:: Prompt ::
How many lines of the data below contain the string "mahogany"? Give only the number.

--- begin Records provided ---

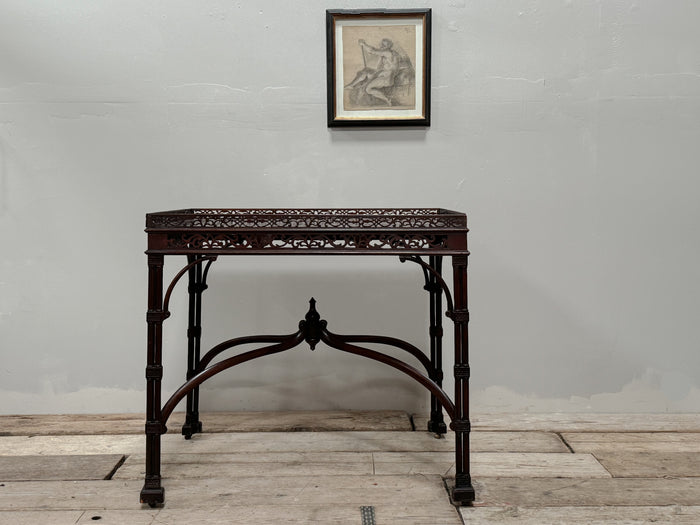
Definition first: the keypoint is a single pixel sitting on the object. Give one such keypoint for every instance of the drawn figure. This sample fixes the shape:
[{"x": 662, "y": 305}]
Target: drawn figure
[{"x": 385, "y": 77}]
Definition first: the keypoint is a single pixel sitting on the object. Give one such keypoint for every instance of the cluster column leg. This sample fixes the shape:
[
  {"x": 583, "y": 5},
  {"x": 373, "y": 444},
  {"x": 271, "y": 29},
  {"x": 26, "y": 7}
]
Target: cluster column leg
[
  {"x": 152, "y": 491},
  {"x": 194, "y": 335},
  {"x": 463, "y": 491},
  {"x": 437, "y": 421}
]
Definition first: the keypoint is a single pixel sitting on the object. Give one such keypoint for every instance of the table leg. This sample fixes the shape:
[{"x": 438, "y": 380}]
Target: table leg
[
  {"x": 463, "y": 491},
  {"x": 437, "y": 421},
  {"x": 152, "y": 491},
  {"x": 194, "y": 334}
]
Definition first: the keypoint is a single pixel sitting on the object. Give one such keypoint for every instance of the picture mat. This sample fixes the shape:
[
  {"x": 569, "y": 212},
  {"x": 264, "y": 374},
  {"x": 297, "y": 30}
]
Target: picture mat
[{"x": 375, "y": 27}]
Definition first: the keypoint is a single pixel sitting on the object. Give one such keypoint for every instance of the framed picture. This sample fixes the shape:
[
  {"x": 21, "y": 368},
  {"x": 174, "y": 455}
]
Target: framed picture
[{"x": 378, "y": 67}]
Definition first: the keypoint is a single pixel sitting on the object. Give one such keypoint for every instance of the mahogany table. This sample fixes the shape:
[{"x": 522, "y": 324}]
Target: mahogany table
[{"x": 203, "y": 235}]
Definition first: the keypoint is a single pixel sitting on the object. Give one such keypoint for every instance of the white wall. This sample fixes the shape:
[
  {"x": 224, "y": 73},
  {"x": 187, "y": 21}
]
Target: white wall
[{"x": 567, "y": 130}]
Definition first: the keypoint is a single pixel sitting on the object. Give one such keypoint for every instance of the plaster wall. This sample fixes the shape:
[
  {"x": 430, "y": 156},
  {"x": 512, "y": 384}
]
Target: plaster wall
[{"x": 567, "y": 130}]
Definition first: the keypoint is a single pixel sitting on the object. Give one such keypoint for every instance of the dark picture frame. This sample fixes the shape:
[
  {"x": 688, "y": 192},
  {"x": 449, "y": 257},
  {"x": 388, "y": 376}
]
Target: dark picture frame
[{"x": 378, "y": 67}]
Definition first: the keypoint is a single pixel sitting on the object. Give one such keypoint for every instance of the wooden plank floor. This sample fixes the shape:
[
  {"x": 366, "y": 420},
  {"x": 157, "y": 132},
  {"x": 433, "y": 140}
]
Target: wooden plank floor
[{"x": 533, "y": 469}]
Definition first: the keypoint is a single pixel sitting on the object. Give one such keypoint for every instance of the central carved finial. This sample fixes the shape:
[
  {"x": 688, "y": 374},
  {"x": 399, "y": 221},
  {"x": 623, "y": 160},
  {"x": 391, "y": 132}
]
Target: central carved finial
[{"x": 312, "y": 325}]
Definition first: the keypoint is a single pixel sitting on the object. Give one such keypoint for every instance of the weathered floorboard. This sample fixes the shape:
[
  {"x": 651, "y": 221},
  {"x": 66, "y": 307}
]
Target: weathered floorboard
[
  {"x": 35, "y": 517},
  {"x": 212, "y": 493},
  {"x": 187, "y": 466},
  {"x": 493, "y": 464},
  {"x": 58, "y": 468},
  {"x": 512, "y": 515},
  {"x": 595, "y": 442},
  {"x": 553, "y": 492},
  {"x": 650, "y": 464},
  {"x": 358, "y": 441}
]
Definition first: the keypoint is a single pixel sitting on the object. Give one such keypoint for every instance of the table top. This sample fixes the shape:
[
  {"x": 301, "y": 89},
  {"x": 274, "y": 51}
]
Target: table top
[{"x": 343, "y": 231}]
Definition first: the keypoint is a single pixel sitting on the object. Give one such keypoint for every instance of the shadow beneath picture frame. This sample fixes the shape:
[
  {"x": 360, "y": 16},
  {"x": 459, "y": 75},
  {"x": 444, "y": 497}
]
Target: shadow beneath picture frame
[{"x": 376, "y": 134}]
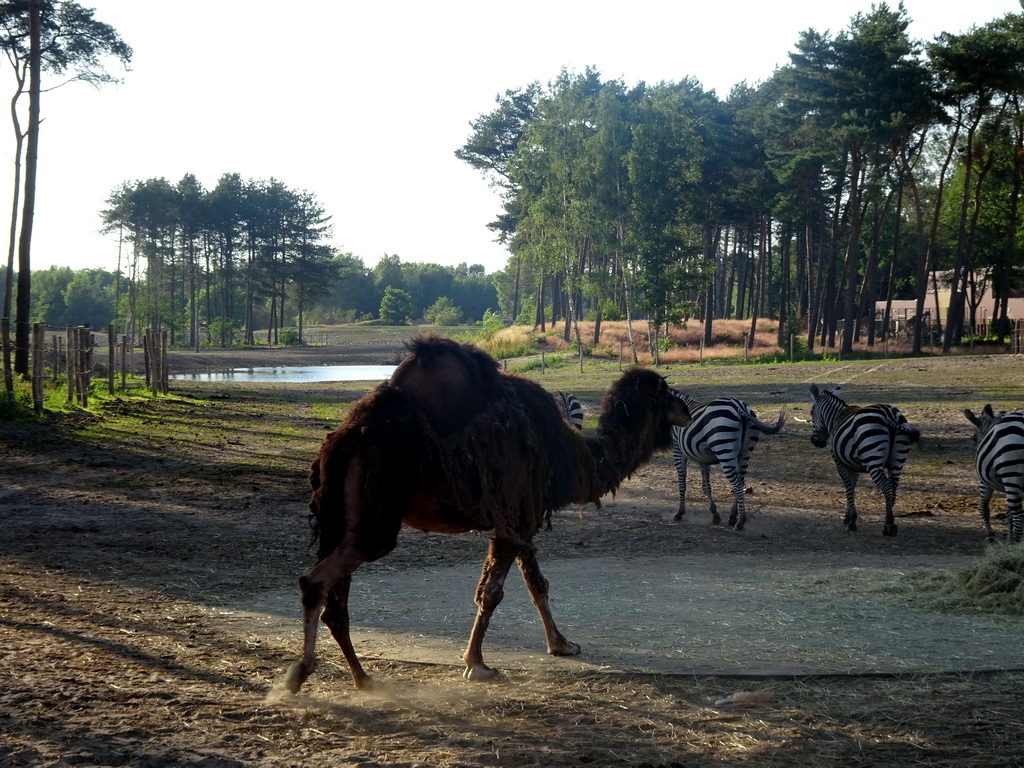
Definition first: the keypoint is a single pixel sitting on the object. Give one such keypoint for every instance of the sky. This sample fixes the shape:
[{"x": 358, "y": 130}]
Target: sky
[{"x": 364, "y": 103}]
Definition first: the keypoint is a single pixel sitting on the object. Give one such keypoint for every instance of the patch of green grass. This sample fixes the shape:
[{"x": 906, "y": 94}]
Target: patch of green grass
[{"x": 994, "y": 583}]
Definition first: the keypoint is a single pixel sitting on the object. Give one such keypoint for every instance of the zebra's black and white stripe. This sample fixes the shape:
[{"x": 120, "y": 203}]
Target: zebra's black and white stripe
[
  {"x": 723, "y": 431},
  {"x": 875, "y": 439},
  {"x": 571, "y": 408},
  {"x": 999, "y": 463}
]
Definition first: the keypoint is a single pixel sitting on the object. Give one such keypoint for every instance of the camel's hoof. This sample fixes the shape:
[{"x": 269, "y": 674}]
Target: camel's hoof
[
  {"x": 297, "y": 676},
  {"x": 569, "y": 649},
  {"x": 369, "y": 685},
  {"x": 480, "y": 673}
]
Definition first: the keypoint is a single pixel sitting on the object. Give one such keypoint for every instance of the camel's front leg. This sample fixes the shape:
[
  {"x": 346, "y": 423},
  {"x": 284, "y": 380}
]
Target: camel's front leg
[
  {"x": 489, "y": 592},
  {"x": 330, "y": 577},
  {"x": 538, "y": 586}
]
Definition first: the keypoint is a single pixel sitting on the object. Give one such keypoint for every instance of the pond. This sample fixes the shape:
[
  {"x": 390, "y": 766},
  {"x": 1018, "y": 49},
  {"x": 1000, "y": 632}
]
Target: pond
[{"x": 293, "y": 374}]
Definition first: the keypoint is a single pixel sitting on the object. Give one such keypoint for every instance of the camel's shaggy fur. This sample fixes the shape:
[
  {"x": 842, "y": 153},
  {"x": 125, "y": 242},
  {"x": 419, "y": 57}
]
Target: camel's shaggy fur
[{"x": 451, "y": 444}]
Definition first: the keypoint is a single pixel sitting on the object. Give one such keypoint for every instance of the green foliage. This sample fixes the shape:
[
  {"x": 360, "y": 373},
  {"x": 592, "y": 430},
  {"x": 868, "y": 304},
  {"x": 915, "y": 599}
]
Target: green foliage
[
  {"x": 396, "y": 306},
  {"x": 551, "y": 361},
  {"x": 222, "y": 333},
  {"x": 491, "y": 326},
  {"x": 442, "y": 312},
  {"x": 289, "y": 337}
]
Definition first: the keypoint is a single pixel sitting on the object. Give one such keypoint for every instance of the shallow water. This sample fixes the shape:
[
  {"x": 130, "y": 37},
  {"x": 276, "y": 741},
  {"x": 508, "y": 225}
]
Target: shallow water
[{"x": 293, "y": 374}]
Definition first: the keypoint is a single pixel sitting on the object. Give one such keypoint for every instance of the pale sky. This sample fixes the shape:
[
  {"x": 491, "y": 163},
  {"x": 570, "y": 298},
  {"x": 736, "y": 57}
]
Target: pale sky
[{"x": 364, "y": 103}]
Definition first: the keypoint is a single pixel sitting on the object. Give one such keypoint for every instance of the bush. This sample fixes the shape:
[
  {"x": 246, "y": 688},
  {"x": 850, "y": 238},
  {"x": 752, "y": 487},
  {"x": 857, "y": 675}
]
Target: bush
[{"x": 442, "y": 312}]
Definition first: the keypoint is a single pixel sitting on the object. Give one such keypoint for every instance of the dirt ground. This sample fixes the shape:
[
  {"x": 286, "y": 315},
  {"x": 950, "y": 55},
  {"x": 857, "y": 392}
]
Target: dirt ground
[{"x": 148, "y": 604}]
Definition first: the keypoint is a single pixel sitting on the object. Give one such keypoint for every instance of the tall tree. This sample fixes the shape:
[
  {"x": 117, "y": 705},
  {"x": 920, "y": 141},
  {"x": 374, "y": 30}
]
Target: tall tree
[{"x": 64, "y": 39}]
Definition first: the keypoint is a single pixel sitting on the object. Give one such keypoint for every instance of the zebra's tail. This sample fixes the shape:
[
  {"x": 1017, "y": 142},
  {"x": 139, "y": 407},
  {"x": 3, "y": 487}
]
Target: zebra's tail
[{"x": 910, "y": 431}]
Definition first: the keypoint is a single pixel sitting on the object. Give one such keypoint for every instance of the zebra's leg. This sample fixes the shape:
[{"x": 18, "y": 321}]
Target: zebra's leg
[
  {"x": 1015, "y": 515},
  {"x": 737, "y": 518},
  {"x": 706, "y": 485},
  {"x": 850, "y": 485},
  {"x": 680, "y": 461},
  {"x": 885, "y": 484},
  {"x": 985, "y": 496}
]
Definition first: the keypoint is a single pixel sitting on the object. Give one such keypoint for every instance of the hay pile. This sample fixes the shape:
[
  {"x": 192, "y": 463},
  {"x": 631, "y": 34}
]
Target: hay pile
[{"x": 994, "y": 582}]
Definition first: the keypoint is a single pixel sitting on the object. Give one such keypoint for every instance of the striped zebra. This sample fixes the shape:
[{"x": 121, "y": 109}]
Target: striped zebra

--- end Records provided ---
--- begin Records provided ---

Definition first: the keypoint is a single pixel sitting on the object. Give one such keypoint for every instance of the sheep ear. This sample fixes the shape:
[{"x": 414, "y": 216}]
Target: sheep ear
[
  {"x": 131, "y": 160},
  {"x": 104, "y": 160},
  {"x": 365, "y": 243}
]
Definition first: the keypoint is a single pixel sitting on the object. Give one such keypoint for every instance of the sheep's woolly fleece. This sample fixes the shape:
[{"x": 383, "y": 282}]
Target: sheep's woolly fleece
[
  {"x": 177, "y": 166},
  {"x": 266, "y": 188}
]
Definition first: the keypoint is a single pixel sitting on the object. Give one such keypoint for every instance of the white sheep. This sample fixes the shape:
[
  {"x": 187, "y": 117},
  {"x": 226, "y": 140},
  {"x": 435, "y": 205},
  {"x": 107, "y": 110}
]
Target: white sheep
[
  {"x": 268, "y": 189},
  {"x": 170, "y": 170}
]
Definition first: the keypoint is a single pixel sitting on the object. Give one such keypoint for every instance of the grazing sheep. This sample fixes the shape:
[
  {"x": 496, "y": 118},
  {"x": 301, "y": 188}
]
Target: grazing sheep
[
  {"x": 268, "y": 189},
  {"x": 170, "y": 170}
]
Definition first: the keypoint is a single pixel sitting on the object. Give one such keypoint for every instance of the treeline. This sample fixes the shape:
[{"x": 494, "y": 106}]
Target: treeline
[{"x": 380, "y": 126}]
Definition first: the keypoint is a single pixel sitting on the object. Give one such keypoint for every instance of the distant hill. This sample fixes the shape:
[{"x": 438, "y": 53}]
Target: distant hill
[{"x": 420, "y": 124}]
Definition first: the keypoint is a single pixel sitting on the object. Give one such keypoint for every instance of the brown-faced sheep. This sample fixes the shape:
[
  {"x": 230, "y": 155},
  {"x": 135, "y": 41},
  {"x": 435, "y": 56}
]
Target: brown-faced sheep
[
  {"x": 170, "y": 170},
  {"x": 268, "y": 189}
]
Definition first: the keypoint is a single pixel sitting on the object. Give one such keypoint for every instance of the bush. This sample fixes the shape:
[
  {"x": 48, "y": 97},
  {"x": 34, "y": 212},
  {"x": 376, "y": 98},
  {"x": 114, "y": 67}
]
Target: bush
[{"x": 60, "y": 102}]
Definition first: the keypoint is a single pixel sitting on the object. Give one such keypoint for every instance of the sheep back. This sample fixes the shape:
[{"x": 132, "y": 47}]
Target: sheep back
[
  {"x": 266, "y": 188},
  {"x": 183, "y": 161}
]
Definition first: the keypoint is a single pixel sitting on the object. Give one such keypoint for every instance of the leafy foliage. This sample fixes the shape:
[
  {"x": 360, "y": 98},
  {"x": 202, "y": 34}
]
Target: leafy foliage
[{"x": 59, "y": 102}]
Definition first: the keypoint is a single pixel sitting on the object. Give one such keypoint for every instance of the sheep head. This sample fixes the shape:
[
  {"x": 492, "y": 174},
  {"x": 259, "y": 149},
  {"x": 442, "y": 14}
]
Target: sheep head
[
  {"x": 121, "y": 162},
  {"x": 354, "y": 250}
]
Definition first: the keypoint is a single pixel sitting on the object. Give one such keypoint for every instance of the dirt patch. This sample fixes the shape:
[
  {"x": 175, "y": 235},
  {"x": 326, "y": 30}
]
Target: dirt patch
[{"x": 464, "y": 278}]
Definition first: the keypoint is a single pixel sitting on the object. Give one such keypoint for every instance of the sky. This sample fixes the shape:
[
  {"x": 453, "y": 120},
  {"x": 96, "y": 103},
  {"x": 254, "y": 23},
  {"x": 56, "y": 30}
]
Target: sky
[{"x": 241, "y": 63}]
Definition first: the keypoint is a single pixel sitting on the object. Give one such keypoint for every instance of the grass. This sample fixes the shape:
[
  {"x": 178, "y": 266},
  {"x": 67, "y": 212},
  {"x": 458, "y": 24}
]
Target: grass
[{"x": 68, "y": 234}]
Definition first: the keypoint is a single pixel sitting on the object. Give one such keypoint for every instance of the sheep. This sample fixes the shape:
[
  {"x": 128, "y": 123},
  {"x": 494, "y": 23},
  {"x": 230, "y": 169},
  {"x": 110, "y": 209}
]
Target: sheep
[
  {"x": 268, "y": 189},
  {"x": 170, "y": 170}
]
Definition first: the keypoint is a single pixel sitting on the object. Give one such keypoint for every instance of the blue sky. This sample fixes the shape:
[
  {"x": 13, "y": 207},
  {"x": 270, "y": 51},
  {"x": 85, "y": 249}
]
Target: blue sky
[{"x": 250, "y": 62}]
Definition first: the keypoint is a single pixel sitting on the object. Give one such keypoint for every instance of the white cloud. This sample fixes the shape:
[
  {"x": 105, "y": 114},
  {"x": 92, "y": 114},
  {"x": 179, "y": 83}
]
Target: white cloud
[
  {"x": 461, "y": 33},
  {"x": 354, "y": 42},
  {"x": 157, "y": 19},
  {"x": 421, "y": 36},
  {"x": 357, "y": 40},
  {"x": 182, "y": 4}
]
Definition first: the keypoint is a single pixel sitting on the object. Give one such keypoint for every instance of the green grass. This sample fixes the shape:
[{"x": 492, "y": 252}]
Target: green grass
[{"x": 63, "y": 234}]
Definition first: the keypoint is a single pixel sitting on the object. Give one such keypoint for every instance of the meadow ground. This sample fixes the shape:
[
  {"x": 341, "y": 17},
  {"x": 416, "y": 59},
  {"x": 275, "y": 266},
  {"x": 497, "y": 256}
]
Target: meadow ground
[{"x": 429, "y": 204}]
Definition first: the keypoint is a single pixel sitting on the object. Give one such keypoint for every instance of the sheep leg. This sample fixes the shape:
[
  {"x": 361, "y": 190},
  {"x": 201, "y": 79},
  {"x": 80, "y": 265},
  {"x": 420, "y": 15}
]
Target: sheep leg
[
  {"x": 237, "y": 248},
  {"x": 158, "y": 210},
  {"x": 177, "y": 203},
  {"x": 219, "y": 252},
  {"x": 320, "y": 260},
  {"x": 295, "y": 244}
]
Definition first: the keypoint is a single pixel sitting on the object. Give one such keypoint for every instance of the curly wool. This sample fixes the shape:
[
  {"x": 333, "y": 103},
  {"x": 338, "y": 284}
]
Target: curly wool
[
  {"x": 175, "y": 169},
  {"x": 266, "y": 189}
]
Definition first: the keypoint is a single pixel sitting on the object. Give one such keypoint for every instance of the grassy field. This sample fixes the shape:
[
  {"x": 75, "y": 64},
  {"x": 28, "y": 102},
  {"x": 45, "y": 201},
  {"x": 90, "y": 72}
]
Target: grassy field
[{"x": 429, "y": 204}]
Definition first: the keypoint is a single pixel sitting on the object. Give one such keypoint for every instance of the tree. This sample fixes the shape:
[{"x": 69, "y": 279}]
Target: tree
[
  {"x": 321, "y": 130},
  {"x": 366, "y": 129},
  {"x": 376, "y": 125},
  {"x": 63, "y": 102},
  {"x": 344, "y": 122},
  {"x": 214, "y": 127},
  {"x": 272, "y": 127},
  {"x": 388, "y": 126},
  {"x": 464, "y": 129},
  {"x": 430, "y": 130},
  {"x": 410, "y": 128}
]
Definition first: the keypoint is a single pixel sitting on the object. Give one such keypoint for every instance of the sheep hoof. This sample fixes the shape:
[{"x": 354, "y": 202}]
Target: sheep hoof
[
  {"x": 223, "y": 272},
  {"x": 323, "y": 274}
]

--- end Records provided ---
--- begin Records provided ---

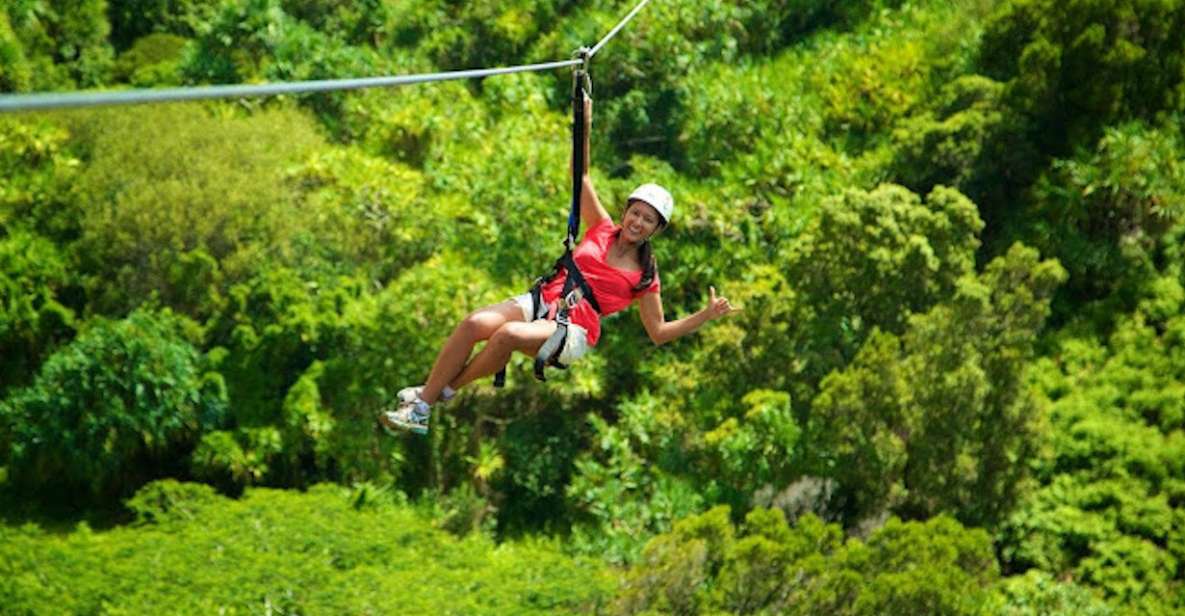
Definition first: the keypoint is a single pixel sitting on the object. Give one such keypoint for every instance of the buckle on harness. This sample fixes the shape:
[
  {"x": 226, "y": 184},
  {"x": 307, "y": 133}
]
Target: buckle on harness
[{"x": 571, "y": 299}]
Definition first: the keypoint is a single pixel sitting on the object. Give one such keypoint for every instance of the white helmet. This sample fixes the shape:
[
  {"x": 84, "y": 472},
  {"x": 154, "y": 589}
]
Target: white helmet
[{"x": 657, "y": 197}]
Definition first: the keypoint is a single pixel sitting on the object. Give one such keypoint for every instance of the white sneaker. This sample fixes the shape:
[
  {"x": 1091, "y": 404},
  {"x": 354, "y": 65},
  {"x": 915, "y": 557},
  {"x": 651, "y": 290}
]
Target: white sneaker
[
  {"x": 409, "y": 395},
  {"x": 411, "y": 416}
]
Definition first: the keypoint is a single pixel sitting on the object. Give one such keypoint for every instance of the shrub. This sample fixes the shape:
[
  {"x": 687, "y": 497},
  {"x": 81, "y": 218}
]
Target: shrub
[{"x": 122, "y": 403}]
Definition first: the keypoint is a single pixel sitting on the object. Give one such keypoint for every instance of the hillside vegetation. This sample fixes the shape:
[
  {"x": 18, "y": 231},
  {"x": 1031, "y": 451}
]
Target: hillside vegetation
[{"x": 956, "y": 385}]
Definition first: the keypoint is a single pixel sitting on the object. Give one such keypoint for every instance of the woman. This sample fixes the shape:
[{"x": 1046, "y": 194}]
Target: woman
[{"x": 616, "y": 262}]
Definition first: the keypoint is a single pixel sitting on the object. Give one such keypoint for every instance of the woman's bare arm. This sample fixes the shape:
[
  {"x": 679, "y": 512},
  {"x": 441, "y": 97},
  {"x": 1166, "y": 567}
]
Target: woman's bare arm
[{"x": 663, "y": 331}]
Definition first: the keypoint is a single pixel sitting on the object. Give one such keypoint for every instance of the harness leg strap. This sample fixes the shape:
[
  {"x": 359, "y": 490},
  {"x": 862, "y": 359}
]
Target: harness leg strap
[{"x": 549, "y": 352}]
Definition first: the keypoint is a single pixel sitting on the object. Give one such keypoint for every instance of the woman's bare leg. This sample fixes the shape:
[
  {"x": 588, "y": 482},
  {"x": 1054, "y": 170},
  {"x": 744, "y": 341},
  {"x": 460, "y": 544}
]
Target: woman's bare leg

--- end Records provided ---

:: Answer ::
2